Given data:
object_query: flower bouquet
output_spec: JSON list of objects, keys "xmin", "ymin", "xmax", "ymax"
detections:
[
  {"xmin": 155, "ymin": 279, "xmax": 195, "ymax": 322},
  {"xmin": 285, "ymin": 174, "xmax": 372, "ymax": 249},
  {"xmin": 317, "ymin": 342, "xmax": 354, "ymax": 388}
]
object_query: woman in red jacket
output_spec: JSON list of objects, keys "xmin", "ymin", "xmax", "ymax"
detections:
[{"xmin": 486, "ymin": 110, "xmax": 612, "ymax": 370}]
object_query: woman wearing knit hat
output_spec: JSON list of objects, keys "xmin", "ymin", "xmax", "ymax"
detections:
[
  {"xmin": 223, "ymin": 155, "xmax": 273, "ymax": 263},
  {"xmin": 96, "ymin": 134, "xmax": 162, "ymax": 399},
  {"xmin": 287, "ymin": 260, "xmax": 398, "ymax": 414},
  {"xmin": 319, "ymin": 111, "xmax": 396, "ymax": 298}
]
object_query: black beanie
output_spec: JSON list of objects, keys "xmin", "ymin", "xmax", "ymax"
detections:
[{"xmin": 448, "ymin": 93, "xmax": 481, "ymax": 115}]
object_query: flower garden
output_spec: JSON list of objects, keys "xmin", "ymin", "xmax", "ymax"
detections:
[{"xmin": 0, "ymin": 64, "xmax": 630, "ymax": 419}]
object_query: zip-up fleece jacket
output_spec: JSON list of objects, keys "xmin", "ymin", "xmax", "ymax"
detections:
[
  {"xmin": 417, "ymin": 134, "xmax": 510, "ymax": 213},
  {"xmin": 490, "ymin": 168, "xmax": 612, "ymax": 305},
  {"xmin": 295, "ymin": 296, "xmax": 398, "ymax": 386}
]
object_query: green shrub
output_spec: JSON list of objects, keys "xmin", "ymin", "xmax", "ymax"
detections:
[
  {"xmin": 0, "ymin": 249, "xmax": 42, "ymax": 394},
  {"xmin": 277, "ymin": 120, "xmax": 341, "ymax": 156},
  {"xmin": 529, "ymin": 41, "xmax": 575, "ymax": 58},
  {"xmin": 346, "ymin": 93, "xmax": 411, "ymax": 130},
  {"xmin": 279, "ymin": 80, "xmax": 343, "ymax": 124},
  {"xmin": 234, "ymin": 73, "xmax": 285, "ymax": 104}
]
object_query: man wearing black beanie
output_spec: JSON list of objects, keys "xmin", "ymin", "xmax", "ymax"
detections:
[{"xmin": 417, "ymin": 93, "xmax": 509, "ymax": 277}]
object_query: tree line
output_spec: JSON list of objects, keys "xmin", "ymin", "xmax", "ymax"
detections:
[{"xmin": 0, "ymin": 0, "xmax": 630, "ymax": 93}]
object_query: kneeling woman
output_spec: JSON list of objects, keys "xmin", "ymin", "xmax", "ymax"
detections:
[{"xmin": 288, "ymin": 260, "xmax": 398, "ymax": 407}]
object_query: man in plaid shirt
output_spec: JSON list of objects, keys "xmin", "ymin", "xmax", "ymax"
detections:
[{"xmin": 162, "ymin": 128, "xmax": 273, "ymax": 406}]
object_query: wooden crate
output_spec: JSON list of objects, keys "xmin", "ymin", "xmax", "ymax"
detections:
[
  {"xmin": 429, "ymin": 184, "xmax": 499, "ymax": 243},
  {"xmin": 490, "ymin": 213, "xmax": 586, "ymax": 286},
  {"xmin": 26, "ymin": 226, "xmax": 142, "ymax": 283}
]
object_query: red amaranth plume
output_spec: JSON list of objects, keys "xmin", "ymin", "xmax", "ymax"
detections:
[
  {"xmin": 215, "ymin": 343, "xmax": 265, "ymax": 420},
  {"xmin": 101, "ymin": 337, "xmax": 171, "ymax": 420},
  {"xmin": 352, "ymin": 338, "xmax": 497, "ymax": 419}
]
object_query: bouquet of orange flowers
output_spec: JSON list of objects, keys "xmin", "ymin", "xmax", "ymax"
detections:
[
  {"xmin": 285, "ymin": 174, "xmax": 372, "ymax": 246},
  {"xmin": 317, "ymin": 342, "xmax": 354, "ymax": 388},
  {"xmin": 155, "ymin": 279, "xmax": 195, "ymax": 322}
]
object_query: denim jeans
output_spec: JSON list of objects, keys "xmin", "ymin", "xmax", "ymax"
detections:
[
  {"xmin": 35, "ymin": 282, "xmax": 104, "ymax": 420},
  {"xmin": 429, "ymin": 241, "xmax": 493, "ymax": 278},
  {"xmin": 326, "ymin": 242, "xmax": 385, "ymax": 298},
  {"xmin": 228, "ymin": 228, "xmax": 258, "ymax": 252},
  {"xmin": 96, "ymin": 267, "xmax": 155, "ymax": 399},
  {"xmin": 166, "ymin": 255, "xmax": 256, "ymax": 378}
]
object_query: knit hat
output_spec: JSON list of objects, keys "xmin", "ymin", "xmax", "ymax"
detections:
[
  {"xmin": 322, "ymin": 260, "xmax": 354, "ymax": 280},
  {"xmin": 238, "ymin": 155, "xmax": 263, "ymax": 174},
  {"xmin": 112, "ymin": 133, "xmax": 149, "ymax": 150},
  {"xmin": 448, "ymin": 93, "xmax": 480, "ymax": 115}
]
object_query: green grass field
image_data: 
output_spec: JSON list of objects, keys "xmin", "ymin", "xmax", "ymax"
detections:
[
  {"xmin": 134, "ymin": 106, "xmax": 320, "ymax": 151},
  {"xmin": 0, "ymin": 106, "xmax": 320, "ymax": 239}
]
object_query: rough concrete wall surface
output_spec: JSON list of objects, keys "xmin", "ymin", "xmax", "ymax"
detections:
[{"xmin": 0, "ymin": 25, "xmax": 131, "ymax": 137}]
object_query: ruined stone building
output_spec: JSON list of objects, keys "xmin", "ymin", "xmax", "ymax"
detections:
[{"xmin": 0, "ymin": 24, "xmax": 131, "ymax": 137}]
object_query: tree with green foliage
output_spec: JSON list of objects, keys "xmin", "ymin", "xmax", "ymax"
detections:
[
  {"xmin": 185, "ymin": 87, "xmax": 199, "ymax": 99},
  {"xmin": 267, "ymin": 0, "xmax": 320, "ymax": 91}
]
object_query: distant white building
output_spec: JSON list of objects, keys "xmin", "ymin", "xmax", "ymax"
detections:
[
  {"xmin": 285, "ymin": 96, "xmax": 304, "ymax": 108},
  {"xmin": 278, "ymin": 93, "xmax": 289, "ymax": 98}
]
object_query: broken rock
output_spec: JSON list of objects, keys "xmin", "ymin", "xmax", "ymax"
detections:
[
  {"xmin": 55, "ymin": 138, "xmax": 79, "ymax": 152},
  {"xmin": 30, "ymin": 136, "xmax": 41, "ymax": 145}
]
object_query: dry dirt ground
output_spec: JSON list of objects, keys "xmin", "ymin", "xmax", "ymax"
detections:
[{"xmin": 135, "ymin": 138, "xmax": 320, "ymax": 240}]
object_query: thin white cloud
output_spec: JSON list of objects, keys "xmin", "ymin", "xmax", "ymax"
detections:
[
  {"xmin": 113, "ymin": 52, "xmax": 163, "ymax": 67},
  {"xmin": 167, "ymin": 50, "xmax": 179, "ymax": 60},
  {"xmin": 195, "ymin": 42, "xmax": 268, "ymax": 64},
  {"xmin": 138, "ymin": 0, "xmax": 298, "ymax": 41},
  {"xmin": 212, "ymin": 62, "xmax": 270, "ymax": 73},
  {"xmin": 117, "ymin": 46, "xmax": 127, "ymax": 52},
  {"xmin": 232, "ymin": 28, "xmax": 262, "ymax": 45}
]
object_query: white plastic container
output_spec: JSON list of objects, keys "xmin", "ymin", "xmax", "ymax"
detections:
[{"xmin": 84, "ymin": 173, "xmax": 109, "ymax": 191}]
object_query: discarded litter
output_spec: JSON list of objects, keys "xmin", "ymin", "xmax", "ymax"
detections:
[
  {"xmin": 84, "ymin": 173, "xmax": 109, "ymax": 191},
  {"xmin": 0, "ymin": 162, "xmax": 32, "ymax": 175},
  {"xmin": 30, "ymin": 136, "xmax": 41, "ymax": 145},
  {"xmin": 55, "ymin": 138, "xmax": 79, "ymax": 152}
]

Problem requirements: Find and copy every line in the records above that contains the word "bouquet".

Task result:
object_query: flower bouquet
object_query: bouquet of orange flowers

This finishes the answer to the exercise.